* [Problem description]
Check each line of the data for "order" and select those that have it.

━━━━━ Data for the task ━━━━━

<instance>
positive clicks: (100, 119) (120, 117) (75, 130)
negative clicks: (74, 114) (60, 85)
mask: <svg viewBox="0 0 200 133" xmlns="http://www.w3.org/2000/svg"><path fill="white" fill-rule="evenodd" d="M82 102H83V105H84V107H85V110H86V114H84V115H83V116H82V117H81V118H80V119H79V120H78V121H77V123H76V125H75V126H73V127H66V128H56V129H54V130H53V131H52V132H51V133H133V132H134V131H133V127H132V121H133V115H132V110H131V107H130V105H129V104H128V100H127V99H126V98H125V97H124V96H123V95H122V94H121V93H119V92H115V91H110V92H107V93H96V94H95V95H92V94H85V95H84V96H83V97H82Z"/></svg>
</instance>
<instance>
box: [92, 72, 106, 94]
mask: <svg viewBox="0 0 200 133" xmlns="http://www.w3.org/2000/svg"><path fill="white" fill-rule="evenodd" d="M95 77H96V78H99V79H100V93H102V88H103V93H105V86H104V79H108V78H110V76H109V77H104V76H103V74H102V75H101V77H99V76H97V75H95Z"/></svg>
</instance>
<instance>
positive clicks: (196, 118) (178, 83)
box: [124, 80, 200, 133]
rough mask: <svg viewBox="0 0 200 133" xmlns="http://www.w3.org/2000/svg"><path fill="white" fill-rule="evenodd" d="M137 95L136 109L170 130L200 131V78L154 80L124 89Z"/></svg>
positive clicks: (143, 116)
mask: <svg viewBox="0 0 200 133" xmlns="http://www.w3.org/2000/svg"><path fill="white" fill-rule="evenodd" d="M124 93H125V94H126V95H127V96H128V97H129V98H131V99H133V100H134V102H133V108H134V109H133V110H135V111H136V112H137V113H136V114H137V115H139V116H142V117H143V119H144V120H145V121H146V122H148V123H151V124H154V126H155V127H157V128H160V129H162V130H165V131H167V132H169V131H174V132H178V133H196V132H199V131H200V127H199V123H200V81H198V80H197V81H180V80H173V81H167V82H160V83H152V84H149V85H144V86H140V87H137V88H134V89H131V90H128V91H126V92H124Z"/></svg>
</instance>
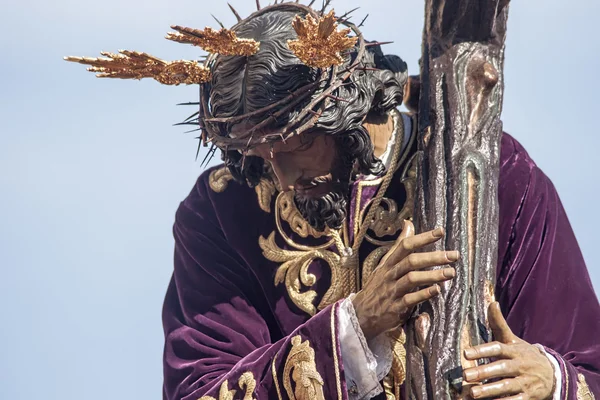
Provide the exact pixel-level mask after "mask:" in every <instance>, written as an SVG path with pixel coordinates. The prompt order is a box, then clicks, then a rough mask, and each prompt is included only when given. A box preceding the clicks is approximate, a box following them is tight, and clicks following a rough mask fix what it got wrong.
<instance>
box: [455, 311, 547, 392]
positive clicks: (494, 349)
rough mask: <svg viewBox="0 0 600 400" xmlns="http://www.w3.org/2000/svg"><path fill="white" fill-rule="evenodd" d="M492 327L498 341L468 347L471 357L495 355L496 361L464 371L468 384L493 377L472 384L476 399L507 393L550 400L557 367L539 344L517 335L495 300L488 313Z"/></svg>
mask: <svg viewBox="0 0 600 400" xmlns="http://www.w3.org/2000/svg"><path fill="white" fill-rule="evenodd" d="M488 316H489V320H490V327H491V328H492V332H493V334H494V338H495V339H496V340H497V341H496V342H492V343H487V344H483V345H480V346H476V347H472V348H469V349H466V350H465V357H466V358H467V359H468V360H477V359H480V358H493V359H495V361H494V362H492V363H491V364H487V365H481V366H479V367H473V368H468V369H466V370H465V371H464V379H465V380H466V381H467V382H469V383H481V382H483V381H484V380H488V379H494V380H496V381H495V382H493V383H487V384H485V385H478V386H473V387H472V388H471V395H472V396H473V398H475V399H487V398H492V399H496V398H499V397H504V396H511V397H506V399H514V400H517V399H518V400H547V399H551V398H552V393H553V388H554V370H553V368H552V364H551V363H550V361H549V360H548V358H547V357H546V355H545V354H543V353H542V351H541V350H540V349H538V348H537V347H535V346H533V345H531V344H529V343H527V342H525V341H524V340H521V339H519V338H518V337H517V336H515V335H514V334H513V333H512V331H511V330H510V328H509V327H508V324H507V323H506V321H505V320H504V317H503V316H502V311H501V310H500V305H499V304H498V303H497V302H495V303H492V304H491V305H490V308H489V312H488Z"/></svg>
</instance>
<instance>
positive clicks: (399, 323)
mask: <svg viewBox="0 0 600 400" xmlns="http://www.w3.org/2000/svg"><path fill="white" fill-rule="evenodd" d="M414 230H415V228H414V226H413V224H412V223H411V222H410V221H405V223H404V229H403V230H402V233H401V234H400V236H399V237H398V239H397V240H396V243H394V245H393V246H392V248H391V249H390V251H388V253H387V254H386V256H385V257H384V258H383V259H382V260H381V262H380V263H379V265H378V266H377V268H376V269H375V271H373V274H372V275H371V277H370V278H369V280H368V282H367V283H366V284H365V286H364V287H363V289H362V290H361V291H360V292H358V293H357V295H356V297H354V299H353V301H352V304H353V305H354V309H355V310H356V316H357V317H358V322H359V324H360V327H361V329H362V331H363V333H364V335H365V337H366V338H367V340H368V339H372V338H374V337H376V336H378V335H379V334H381V333H383V332H387V331H389V330H392V329H394V328H396V327H398V326H400V325H403V324H404V323H405V322H406V320H407V319H408V317H409V316H410V314H411V312H412V310H413V308H414V307H415V306H416V305H417V304H420V303H422V302H424V301H427V300H429V299H431V298H433V297H435V296H437V295H438V294H439V293H440V287H439V286H438V283H441V282H445V281H448V280H450V279H452V278H454V276H455V274H456V271H455V270H454V268H444V269H438V270H435V271H422V270H423V269H426V268H430V267H436V266H440V265H447V264H450V263H452V262H454V261H457V260H458V257H459V254H458V252H457V251H434V252H428V253H418V252H417V251H418V250H420V249H422V248H423V247H425V246H427V245H429V244H432V243H435V242H437V241H438V240H440V239H441V238H442V237H443V236H444V231H443V229H436V230H434V231H430V232H425V233H422V234H420V235H415V234H414ZM419 288H421V289H420V290H419Z"/></svg>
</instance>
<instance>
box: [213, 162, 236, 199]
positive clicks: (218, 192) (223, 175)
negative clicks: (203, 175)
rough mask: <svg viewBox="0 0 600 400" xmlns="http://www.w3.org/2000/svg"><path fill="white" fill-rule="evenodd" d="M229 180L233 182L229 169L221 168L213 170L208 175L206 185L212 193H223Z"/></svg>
mask: <svg viewBox="0 0 600 400" xmlns="http://www.w3.org/2000/svg"><path fill="white" fill-rule="evenodd" d="M231 180H233V176H232V175H231V172H229V168H227V167H223V168H219V169H215V170H214V171H212V172H211V173H210V175H209V177H208V184H209V186H210V188H211V189H212V190H213V191H214V192H216V193H223V192H224V191H225V189H227V185H228V184H229V181H231Z"/></svg>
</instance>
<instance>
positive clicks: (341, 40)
mask: <svg viewBox="0 0 600 400" xmlns="http://www.w3.org/2000/svg"><path fill="white" fill-rule="evenodd" d="M292 26H293V27H294V30H295V31H296V34H297V35H298V39H296V40H289V41H288V46H289V48H290V50H292V51H293V52H294V54H295V55H296V57H298V58H299V59H300V61H302V62H303V63H304V64H306V65H308V66H309V67H313V68H329V67H331V66H334V65H340V64H342V63H343V62H344V58H343V57H342V55H341V52H342V51H344V50H348V49H349V48H351V47H352V46H354V45H355V44H356V41H357V40H358V38H356V37H349V36H348V34H349V33H350V32H351V30H350V29H348V28H346V29H342V30H340V31H338V30H337V28H338V23H337V18H336V17H335V15H334V12H333V10H332V11H331V12H330V13H329V14H327V15H325V16H323V17H321V18H320V19H319V20H317V19H316V18H314V17H313V16H312V15H310V14H309V15H307V16H306V19H302V17H300V16H299V15H298V16H296V18H295V19H294V21H293V22H292Z"/></svg>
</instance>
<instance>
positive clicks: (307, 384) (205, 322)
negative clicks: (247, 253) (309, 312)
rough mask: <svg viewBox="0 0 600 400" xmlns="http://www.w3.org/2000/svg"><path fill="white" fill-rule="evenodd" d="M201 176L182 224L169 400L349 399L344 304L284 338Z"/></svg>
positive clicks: (163, 319) (178, 227)
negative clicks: (341, 340)
mask: <svg viewBox="0 0 600 400" xmlns="http://www.w3.org/2000/svg"><path fill="white" fill-rule="evenodd" d="M206 186H207V184H206V183H204V182H203V180H202V179H200V181H199V182H198V184H197V186H196V188H195V189H194V191H193V192H192V194H190V196H189V197H188V198H187V199H186V200H185V201H184V202H183V203H182V204H181V206H180V208H179V210H178V212H177V216H176V222H175V226H174V236H175V264H174V273H173V277H172V280H171V283H170V285H169V288H168V291H167V295H166V300H165V303H164V309H163V325H164V331H165V350H164V385H163V399H165V400H198V399H203V400H209V399H219V400H225V399H227V400H233V399H244V400H249V399H283V398H285V399H288V398H290V399H294V398H298V399H300V400H301V399H304V398H306V399H308V398H310V399H321V400H324V399H343V398H344V399H345V398H347V395H346V388H345V384H344V383H343V369H342V367H341V354H340V351H339V343H337V323H338V320H337V312H338V309H339V304H335V305H333V306H330V307H328V308H327V309H324V310H323V311H321V312H320V313H318V314H317V315H315V316H314V317H312V318H311V319H309V320H308V321H307V322H306V323H304V324H302V325H300V326H299V327H298V328H297V329H296V330H295V331H294V332H292V333H291V334H290V335H287V336H283V335H282V334H281V330H280V329H279V327H278V326H277V322H276V321H277V320H276V319H275V318H274V317H273V315H272V312H271V310H270V308H269V307H268V306H267V305H266V304H267V303H266V301H265V298H264V295H263V294H262V291H261V287H260V284H259V282H258V280H257V279H256V277H255V275H254V274H253V272H252V269H251V268H250V267H249V266H248V265H247V264H246V262H245V261H244V259H243V257H241V256H240V255H239V254H238V252H236V249H235V248H234V247H233V246H232V245H231V244H230V241H228V240H227V235H226V234H225V233H224V232H223V230H222V229H221V227H220V224H219V220H218V213H215V212H214V210H213V207H214V206H215V204H214V203H213V199H212V198H211V194H210V188H207V187H206Z"/></svg>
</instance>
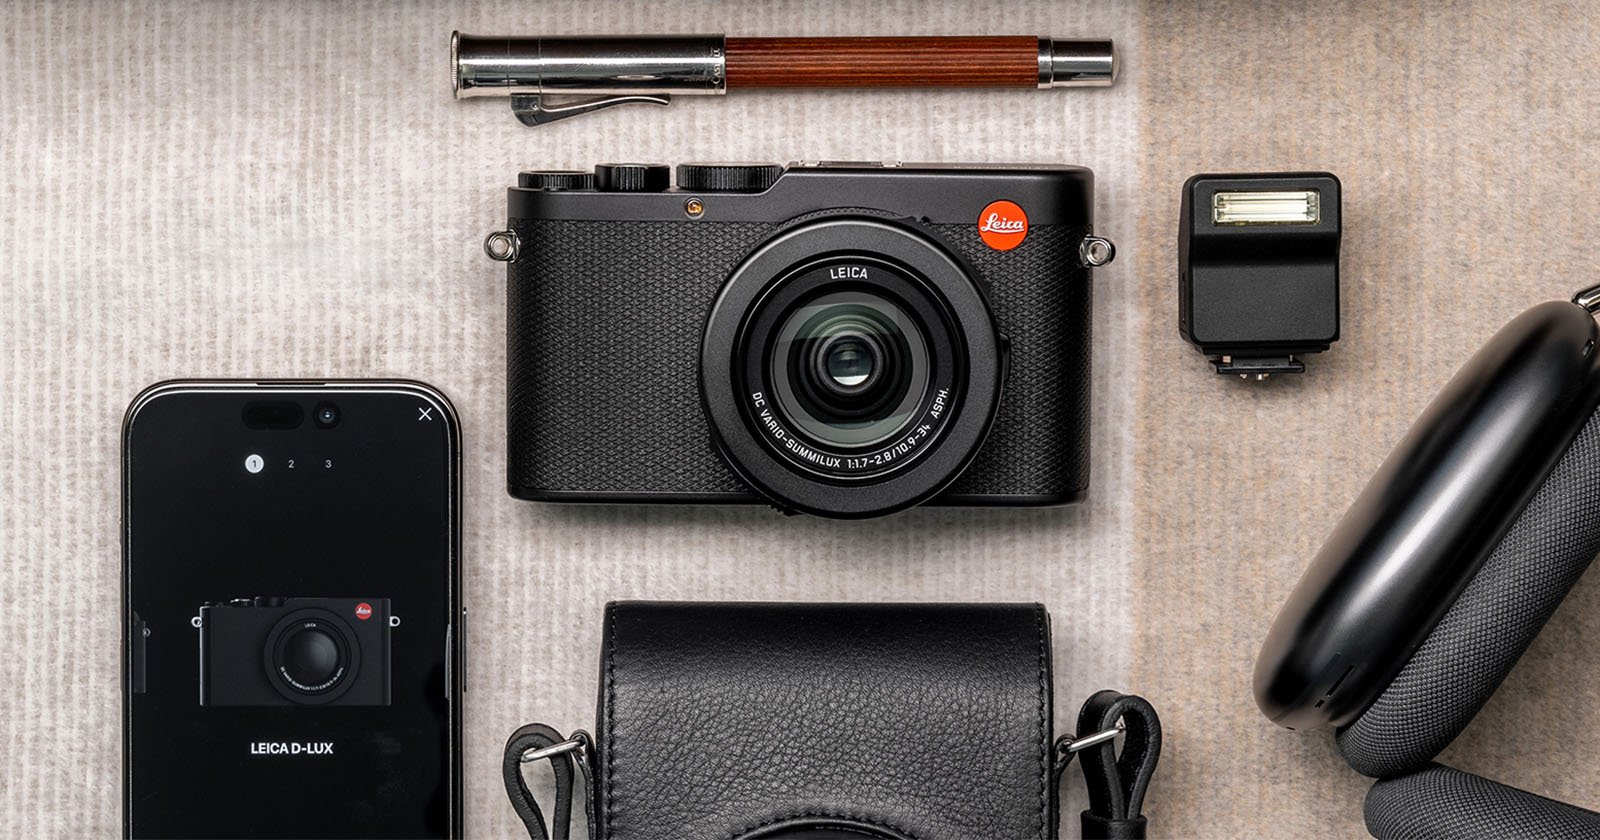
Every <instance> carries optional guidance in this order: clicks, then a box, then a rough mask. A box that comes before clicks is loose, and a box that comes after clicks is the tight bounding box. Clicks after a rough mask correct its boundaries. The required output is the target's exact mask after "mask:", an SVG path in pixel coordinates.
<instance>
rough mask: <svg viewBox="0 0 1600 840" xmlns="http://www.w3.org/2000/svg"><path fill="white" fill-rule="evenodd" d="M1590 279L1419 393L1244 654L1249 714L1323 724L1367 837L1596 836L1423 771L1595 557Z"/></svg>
mask: <svg viewBox="0 0 1600 840" xmlns="http://www.w3.org/2000/svg"><path fill="white" fill-rule="evenodd" d="M1595 312H1600V286H1594V288H1589V290H1584V291H1581V293H1578V294H1576V296H1574V298H1573V301H1571V302H1568V301H1552V302H1544V304H1539V306H1534V307H1533V309H1528V310H1526V312H1523V314H1522V315H1518V317H1517V318H1514V320H1512V322H1510V323H1507V325H1506V326H1504V328H1502V330H1501V331H1499V333H1496V334H1494V338H1491V339H1490V341H1488V344H1485V346H1483V349H1480V350H1478V352H1477V354H1475V355H1474V357H1472V358H1470V360H1469V362H1467V363H1466V366H1462V368H1461V371H1458V373H1456V376H1454V378H1453V379H1451V381H1450V384H1446V386H1445V389H1443V390H1442V392H1440V394H1438V397H1435V398H1434V402H1432V403H1430V405H1429V406H1427V410H1426V411H1424V413H1422V416H1421V418H1418V421H1416V422H1414V424H1413V426H1411V430H1410V432H1406V435H1405V438H1403V440H1402V442H1400V443H1398V445H1397V446H1395V450H1394V451H1392V453H1390V454H1389V458H1387V459H1386V461H1384V464H1382V467H1379V470H1378V474H1376V475H1374V477H1373V478H1371V482H1370V483H1368V485H1366V488H1365V490H1363V491H1362V494H1360V496H1358V498H1357V499H1355V502H1354V504H1352V506H1350V509H1349V512H1346V515H1344V518H1342V520H1341V522H1339V525H1338V526H1336V528H1334V530H1333V534H1331V536H1330V538H1328V541H1326V544H1323V547H1322V550H1320V552H1318V554H1317V558H1315V560H1314V562H1312V565H1310V566H1309V568H1307V570H1306V574H1304V576H1302V578H1301V581H1299V584H1296V587H1294V590H1293V594H1291V595H1290V598H1288V602H1286V603H1285V605H1283V610H1282V611H1280V613H1278V618H1277V619H1275V621H1274V624H1272V630H1270V632H1269V635H1267V640H1266V643H1264V645H1262V650H1261V656H1259V658H1258V659H1256V672H1254V694H1256V702H1258V706H1261V710H1262V712H1264V714H1266V715H1267V717H1269V718H1272V720H1274V722H1275V723H1278V725H1283V726H1286V728H1291V730H1306V728H1318V726H1330V725H1331V726H1334V728H1336V741H1338V746H1339V752H1341V754H1342V755H1344V760H1346V762H1349V765H1350V766H1352V768H1355V770H1357V771H1360V773H1363V774H1368V776H1374V778H1376V779H1379V781H1378V782H1376V784H1373V787H1371V790H1370V792H1368V794H1366V806H1365V816H1366V829H1368V830H1370V832H1371V834H1373V837H1381V838H1390V837H1395V838H1398V837H1530V835H1541V837H1544V835H1550V837H1584V838H1600V813H1595V811H1589V810H1584V808H1579V806H1574V805H1566V803H1562V802H1555V800H1550V798H1546V797H1539V795H1534V794H1530V792H1526V790H1520V789H1515V787H1510V786H1506V784H1499V782H1494V781H1490V779H1485V778H1480V776H1474V774H1470V773H1462V771H1459V770H1453V768H1448V766H1442V765H1437V763H1434V757H1435V755H1438V752H1440V750H1443V749H1445V747H1446V746H1450V742H1451V741H1454V738H1456V736H1458V734H1461V731H1462V730H1466V726H1467V723H1470V722H1472V717H1474V715H1477V712H1478V709H1482V707H1483V704H1485V702H1486V701H1488V699H1490V696H1493V694H1494V690H1496V688H1499V683H1501V680H1504V678H1506V674H1509V672H1510V669H1512V666H1515V664H1517V659H1518V658H1522V653H1523V651H1525V650H1526V648H1528V645H1530V643H1531V642H1533V638H1534V637H1536V635H1538V634H1539V630H1541V629H1542V627H1544V622H1546V621H1547V619H1549V618H1550V614H1552V613H1554V611H1555V608H1557V606H1558V605H1560V603H1562V598H1565V597H1566V592H1568V590H1570V589H1571V587H1573V584H1576V582H1578V578H1581V576H1582V573H1584V570H1586V568H1589V563H1590V562H1592V560H1594V557H1595V555H1597V554H1600V414H1597V406H1600V352H1597V349H1595V344H1597V341H1600V328H1597V325H1595V320H1594V314H1595Z"/></svg>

━━━━━

* [Result of this exercise]
Provide the exact pixel-level mask after "mask:" in every <instance>, written as an SVG path with pixel coordinates. The prompt order is a box, then clicks, then a rough mask, and each prompt is included only when given. A box preceding the clicks is approximate, a box following them is tight, and clicks following a rough mask fix what it got wrong.
Every <instance> carries optional guidance in this order: clicks, then a box, then a rough mask. A box that comes before clicks is loose, and a box that comes after clicks is the tight bounding box. Clicks after a rough mask correct its boundaries. The required output is the target's exact mask after "mask:", an SVG path in pixel coordinates.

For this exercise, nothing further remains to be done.